> _Data for the task_
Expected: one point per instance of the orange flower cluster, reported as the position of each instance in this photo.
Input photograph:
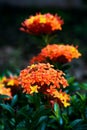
(4, 90)
(59, 53)
(45, 79)
(11, 84)
(42, 24)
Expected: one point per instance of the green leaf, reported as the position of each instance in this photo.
(76, 122)
(3, 96)
(83, 86)
(7, 107)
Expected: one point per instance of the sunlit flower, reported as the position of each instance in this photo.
(42, 24)
(12, 83)
(34, 89)
(59, 53)
(5, 91)
(43, 78)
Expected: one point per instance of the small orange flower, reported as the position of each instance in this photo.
(5, 91)
(42, 24)
(12, 83)
(43, 78)
(59, 53)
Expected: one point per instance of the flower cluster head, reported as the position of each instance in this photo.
(57, 53)
(43, 78)
(42, 24)
(11, 84)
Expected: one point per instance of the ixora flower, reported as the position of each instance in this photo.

> _Problem_
Reproduce every line of the records above verbatim, leaving the picture out.

> _Task response_
Expected: one point per instance of the orange flower cluster, reported as the position of each instance in this photo.
Input photograph:
(4, 90)
(59, 53)
(45, 79)
(11, 84)
(42, 24)
Expected: one point per instance of the green leaf, reported as the position of each instance in this photo.
(76, 122)
(3, 96)
(83, 86)
(7, 107)
Expected: one point per instance of the sunlit flower, reported as the position of each instance in this photo.
(42, 24)
(12, 83)
(34, 89)
(59, 53)
(5, 91)
(43, 78)
Expected: one point per instance of the small orange flower, reported as the position of each instance in this photo.
(5, 91)
(42, 24)
(12, 83)
(43, 78)
(59, 53)
Expected: one point per instance of the flower cluster head, reported as the position of each instance in this photo.
(57, 53)
(43, 78)
(42, 24)
(11, 84)
Expected: one point per instance of the ixora flower, reported as the position of each instance in this photo.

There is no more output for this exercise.